--- Gestellte Aufgabe ---
Gib aus dem Auszug über das Wissen französischer Diplomaten den Abschnitt wortgetreu wieder, beginnend bei „Diese Perspektive ergänzte“ und endend bei „der Zeit wider.“.

--- Auszug zum Lesen ---

Diese Perspektive ergänzte INDRAVATI FÉLICITÉ (Paris) um das praktische Wissen der Diplomatie. Im Mittelpunkt stand dabei die Rolle des Diplomaten in Frankreich. Anhand von Abraham de Wicqueforts (1606–1682) Abhandlung L’ambassadeur (Den Haag 1682) diskutierte sie zeitgenössische Ansichten zum notwendigen diplomatischen Wissen für den Dienst in der Ferne. Akademisches Rechtswissen war dabei lediglich ein Teilaspekt des Diplomatenseins. Das richtige – vor allem höfischen – Auftreten und erworbene Reisewissen wurde für den praktischen Dienst als deutlich wichtiger eingestuft als Buchwissen. Die Akkulturation der Diplomaten in der Ferne und im höfischen Leben hatte für die zeitgenössischen Autoren eine viel größere Bedeutung, als die formale Ausbildung. Hierin spiegelt sich nicht zuletzt das Selbstbild der zumeist adligen, französischen Diplomaten der Zeit wider.

--- Bereitgestelltes Material ---
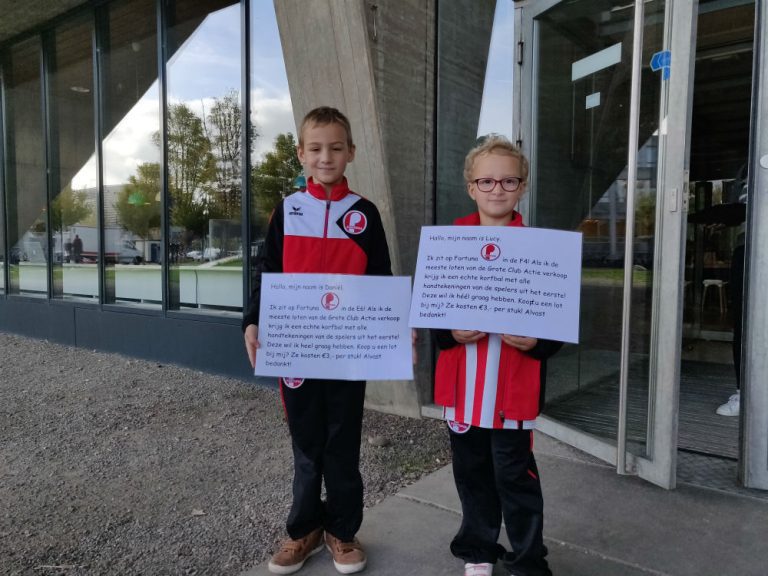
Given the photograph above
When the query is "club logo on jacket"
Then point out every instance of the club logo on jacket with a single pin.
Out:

--- Richtige Antwort ---
Diese Perspektive ergänzte INDRAVATI FÉLICITÉ (Paris) um das praktische Wissen der Diplomatie. Im Mittelpunkt stand dabei die Rolle des Diplomaten in Frankreich. Anhand von Abraham de Wicqueforts (1606–1682) Abhandlung L’ambassadeur (Den Haag 1682) diskutierte sie zeitgenössische Ansichten zum notwendigen diplomatischen Wissen für den Dienst in der Ferne. Akademisches Rechtswissen war dabei lediglich ein Teilaspekt des Diplomatenseins. Das richtige – vor allem höfischen – Auftreten und erworbene Reisewissen wurde für den praktischen Dienst als deutlich wichtiger eingestuft als Buchwissen. Die Akkulturation der Diplomaten in der Ferne und im höfischen Leben hatte für die zeitgenössischen Autoren eine viel größere Bedeutung, als die formale Ausbildung. Hierin spiegelt sich nicht zuletzt das Selbstbild der zumeist adligen, französischen Diplomaten der Zeit wider.